------ The data ------
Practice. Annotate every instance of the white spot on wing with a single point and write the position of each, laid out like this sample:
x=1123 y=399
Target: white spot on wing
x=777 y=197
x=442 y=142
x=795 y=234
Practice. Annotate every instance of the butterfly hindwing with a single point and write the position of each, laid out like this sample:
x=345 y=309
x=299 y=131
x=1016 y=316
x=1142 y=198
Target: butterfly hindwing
------
Task requirements: All of the data above needs to be written out again, exactly.

Task result:
Practice. Annotate every instance of the white spot on wing with a single point and write the position of each, laid out like this sample:
x=1123 y=399
Target: white spot on wing
x=777 y=197
x=442 y=142
x=795 y=234
Practice. Annotate every instance of the butterfly hindwing with a single point and write the position of each, laid out like this sample:
x=345 y=309
x=299 y=131
x=1016 y=316
x=1142 y=198
Target: butterfly hindwing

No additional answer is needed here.